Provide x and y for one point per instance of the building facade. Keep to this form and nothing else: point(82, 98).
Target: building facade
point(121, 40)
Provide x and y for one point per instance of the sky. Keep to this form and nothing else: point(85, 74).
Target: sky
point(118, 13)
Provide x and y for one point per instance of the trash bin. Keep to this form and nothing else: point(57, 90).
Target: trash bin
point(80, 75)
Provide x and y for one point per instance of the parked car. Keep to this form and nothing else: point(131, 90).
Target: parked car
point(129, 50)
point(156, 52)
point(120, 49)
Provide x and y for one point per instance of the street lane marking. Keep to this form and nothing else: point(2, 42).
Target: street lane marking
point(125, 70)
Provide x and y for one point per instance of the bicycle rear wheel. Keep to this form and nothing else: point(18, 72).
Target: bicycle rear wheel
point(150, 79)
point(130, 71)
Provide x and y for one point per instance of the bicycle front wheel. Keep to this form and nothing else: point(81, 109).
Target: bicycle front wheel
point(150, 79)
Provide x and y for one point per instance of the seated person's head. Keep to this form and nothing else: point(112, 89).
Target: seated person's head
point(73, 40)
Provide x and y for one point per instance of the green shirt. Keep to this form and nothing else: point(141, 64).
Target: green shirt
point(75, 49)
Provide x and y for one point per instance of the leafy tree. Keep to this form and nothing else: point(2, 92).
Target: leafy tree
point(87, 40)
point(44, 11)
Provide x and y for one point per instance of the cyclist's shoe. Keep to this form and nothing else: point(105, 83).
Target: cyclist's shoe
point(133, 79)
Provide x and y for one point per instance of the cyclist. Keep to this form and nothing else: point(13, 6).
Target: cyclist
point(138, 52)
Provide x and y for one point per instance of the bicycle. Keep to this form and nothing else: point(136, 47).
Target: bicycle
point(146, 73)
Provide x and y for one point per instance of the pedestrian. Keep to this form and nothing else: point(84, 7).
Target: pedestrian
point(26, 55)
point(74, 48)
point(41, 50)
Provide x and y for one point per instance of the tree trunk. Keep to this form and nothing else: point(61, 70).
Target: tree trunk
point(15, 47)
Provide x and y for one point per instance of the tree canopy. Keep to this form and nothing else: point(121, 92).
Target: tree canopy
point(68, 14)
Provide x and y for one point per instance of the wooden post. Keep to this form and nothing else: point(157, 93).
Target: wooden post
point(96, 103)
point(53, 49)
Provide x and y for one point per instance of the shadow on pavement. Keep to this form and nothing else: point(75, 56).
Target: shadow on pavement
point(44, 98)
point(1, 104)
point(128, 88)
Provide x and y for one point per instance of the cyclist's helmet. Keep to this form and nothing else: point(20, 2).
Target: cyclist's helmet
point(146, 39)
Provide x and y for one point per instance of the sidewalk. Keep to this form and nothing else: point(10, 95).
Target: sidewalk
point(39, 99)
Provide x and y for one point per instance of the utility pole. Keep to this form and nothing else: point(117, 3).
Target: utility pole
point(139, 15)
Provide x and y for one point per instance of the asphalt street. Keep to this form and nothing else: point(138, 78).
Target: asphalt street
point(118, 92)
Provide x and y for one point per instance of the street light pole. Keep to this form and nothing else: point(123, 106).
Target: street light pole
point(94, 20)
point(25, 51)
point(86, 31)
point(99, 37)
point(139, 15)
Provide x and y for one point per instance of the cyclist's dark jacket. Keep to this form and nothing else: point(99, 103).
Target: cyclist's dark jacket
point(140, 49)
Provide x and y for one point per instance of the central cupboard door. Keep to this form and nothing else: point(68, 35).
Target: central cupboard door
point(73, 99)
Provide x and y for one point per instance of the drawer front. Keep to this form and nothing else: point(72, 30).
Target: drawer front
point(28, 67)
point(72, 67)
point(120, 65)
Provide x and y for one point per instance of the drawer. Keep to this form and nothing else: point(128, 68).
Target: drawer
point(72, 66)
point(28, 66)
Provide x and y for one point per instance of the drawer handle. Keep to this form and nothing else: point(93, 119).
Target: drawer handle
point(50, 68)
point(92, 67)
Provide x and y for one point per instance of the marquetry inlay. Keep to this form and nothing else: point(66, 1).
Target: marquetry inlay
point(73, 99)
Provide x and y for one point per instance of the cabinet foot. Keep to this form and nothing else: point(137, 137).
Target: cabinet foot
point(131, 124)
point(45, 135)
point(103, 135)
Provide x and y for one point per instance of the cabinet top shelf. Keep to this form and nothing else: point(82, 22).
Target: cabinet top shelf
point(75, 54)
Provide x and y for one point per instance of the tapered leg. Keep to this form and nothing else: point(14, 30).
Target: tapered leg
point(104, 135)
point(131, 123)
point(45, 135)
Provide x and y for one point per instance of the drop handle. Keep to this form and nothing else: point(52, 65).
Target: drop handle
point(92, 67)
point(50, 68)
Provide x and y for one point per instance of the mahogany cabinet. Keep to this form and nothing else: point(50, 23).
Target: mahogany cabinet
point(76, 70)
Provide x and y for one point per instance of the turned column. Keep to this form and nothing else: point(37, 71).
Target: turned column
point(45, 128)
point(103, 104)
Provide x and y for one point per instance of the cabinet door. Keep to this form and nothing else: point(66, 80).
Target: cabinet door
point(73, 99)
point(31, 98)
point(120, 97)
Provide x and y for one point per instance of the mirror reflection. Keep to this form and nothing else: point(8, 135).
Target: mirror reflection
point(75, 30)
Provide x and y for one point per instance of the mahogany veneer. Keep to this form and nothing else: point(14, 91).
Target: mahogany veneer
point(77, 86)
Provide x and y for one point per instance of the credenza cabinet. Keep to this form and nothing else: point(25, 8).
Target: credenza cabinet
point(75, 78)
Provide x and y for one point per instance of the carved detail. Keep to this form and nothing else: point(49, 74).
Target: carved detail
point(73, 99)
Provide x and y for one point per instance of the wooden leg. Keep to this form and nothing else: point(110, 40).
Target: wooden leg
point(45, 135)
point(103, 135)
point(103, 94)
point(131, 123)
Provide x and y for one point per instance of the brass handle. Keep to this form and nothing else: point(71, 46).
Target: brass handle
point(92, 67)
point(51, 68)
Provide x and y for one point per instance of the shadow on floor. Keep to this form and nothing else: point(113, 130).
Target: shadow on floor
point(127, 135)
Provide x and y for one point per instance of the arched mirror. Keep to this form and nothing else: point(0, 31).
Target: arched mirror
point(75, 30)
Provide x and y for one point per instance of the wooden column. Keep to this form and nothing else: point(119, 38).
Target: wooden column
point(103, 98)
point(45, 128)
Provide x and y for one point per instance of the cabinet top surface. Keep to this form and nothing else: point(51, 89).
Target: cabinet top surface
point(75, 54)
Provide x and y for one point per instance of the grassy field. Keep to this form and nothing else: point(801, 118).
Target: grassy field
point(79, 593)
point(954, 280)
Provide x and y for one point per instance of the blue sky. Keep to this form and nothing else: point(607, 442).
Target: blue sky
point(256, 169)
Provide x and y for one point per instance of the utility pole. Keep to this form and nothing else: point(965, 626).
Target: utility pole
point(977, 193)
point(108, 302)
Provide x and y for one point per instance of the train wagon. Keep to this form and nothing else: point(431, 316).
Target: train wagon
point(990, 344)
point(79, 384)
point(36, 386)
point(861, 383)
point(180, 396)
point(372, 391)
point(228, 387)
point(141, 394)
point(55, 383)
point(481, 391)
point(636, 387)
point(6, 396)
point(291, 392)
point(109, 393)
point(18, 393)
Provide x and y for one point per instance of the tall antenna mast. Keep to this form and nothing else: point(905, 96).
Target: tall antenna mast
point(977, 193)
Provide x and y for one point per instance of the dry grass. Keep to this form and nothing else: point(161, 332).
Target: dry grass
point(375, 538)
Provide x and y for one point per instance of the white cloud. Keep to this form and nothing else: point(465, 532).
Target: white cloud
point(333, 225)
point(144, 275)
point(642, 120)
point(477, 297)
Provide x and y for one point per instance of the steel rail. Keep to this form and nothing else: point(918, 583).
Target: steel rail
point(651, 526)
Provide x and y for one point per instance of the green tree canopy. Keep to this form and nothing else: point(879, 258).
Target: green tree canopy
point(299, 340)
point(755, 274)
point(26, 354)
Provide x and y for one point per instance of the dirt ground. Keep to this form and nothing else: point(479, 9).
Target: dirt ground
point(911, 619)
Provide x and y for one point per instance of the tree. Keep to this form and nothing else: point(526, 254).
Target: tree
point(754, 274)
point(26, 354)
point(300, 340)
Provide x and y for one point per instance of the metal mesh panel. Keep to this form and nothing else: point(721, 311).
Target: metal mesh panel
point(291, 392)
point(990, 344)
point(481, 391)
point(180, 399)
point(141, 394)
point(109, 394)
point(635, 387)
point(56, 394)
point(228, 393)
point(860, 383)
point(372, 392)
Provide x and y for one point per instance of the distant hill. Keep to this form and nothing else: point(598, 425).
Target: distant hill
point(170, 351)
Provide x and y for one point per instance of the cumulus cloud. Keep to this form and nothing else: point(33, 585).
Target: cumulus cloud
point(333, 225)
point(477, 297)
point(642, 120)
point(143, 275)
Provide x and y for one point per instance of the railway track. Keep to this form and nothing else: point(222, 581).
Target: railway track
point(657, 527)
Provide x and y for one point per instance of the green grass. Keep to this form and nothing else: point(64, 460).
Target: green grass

◆ Goal of the exercise:
Copy the material from its first line down to and including the line with "point(125, 70)", switching "trash bin" to "garbage can" and leaving everything else unchanged.

◆ Result for this task:
Provide x and y for one point per instance of the building facade. Keep to this form and nothing else: point(82, 98).
Target: building facade
point(121, 40)
Provide x and y for one point per instance of the sky. Keep to this form and nothing else: point(85, 74).
Target: sky
point(118, 13)
Provide x and y for one point per instance of the garbage can. Keep to this form and nothing else: point(57, 90).
Target: garbage can
point(80, 75)
Provide x and y for one point per instance of the parked car. Keep to this form and nothing else: point(131, 90).
Target: parked car
point(129, 50)
point(156, 52)
point(120, 49)
Provide x and y for one point per instance of the street lane marking. Keep to this form and nothing else: point(2, 42).
Target: street lane marking
point(125, 70)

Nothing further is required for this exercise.